• Text block:
>>>>
3) Diets cause you to lose water and muscle instead of fat – Most fad diets show results in the beginning. When you get on the scale after the first few days, you’re likely to notice 3,5 even 7 pounds difference in you weight. That’s a great feeling and one of the reasons going on diets can be such an addictive pastime. The problem is that those pounds you lose early on are oftentimes only water and are not necessarily permanent. And all diets cause you to lose muscle in addition to water. When the inevitable happens six months later, and you go off of the diet, that muscle almost always comes back as fat, putting the dieter in worse shape than before.


4) Diets convince your body that it is starving, making it hold onto fat – The human body was set up for survival. When we go on very low-calorie diets, our body does not understand that we are restricting food on purpose and there is not any real risk of starvation. All the body knows is that it is not getting as much food as it was getting a month ago. In order to compensate, the body starts conserving energy, or calories, and slows down the metabolism. This only makes it harder to lose weight and easier to gain weight.
<<<<
• Record excerpts:
>>>>
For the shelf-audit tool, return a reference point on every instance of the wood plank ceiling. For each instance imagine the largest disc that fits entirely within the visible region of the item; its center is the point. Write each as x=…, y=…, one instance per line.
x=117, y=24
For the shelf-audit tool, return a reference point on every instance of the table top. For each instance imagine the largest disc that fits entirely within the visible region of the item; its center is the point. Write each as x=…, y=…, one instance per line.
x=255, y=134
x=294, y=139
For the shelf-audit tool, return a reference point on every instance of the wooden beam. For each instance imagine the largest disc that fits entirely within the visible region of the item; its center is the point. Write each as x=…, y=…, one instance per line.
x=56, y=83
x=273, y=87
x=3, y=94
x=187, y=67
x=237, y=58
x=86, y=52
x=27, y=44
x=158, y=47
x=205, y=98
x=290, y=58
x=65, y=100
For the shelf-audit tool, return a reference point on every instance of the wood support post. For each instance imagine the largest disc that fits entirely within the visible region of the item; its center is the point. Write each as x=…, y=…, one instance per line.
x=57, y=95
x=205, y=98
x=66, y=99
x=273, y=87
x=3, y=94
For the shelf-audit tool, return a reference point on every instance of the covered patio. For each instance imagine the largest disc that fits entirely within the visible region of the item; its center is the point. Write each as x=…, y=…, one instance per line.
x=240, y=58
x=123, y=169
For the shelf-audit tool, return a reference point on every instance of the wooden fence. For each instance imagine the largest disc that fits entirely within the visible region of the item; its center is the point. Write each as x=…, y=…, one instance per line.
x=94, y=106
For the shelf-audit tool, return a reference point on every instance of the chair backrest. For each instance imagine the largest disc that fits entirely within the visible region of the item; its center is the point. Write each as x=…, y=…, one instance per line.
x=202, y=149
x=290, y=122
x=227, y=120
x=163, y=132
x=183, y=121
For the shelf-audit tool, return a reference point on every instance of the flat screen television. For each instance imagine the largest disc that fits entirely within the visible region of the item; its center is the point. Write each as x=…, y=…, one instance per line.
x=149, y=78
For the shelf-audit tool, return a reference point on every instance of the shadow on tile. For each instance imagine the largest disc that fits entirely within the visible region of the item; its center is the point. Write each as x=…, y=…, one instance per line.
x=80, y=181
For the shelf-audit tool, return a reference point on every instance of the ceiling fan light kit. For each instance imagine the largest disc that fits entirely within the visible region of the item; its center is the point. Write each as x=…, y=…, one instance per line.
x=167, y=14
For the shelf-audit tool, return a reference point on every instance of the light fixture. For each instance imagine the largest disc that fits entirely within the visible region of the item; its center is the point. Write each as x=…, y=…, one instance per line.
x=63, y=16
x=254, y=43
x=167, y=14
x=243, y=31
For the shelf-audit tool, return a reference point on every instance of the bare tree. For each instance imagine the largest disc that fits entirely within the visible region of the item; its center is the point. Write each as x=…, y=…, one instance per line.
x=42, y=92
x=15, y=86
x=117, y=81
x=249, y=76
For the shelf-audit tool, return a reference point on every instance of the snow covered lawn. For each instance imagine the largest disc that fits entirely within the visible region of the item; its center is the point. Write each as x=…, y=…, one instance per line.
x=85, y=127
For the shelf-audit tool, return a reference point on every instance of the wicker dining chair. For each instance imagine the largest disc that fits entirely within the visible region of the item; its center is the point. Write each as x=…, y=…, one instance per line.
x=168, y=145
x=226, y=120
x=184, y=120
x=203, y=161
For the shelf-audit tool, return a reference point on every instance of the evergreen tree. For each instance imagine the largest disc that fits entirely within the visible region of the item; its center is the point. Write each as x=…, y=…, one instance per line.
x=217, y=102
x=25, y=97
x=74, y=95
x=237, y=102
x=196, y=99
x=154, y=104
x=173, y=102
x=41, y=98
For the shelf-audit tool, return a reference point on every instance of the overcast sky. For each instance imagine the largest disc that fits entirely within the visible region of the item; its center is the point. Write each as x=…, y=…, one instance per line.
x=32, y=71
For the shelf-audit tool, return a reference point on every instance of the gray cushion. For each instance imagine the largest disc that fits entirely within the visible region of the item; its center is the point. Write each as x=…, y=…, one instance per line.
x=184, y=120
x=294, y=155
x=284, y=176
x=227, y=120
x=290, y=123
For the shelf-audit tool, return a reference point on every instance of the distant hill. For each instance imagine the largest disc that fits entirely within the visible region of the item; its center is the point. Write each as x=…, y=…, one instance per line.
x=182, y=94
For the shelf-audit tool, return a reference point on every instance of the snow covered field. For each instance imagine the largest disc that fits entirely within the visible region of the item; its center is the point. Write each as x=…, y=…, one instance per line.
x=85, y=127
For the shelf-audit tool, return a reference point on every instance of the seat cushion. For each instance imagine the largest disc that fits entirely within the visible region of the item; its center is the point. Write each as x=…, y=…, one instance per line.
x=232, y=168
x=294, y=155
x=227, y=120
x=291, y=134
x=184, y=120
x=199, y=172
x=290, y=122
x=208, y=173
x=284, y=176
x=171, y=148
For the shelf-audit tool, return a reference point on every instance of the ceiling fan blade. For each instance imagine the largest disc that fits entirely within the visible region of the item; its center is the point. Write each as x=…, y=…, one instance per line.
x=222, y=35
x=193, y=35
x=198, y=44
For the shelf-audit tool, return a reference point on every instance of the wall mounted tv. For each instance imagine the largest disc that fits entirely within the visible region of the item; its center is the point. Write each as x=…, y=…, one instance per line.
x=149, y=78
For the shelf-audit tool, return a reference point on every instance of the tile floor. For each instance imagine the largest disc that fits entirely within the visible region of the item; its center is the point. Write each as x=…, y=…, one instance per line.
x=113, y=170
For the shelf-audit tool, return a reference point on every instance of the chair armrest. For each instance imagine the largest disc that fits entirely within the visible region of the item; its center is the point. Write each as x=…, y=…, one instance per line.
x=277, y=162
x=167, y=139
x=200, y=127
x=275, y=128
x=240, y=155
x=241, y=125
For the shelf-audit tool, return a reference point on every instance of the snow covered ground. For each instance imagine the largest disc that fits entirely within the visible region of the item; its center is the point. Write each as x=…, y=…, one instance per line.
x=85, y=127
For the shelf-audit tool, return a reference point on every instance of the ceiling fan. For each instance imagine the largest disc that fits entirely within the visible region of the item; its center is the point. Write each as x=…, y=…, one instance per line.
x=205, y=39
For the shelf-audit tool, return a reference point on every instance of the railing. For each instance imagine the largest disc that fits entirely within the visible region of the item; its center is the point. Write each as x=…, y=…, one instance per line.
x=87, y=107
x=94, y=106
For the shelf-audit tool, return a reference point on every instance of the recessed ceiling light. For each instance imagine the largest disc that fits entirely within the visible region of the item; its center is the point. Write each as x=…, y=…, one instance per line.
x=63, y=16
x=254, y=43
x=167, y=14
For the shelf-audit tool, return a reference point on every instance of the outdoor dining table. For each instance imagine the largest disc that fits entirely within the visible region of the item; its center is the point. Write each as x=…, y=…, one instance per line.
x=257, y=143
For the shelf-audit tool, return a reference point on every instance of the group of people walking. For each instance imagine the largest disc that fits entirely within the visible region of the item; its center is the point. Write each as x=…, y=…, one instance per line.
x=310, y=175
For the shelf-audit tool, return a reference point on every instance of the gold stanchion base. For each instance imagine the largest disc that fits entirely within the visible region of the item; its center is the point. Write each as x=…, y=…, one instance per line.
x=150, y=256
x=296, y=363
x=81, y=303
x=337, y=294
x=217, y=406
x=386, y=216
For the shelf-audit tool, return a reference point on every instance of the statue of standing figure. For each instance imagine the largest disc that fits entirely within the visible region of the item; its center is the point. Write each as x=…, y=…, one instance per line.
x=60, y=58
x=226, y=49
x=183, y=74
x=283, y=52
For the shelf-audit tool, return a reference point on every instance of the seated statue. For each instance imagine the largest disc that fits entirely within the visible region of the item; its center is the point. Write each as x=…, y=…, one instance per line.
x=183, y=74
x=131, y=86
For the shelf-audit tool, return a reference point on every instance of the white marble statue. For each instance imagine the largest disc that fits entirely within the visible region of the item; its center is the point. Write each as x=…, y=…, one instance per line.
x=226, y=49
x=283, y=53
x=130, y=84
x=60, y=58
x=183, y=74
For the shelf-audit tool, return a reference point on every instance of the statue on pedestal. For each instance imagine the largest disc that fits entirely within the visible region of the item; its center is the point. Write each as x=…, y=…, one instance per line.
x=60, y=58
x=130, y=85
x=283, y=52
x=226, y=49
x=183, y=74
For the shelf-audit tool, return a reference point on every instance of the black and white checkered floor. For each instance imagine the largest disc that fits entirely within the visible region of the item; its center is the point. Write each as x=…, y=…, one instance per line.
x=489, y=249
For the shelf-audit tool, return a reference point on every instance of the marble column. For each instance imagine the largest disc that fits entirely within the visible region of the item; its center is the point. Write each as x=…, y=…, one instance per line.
<<<<
In the passage on diets, reproduce everything from "4) Diets convince" down to "to gain weight.", substituting "metabolic rate" for "metabolism".

• Task result:
4) Diets convince your body that it is starving, making it hold onto fat – The human body was set up for survival. When we go on very low-calorie diets, our body does not understand that we are restricting food on purpose and there is not any real risk of starvation. All the body knows is that it is not getting as much food as it was getting a month ago. In order to compensate, the body starts conserving energy, or calories, and slows down the metabolic rate. This only makes it harder to lose weight and easier to gain weight.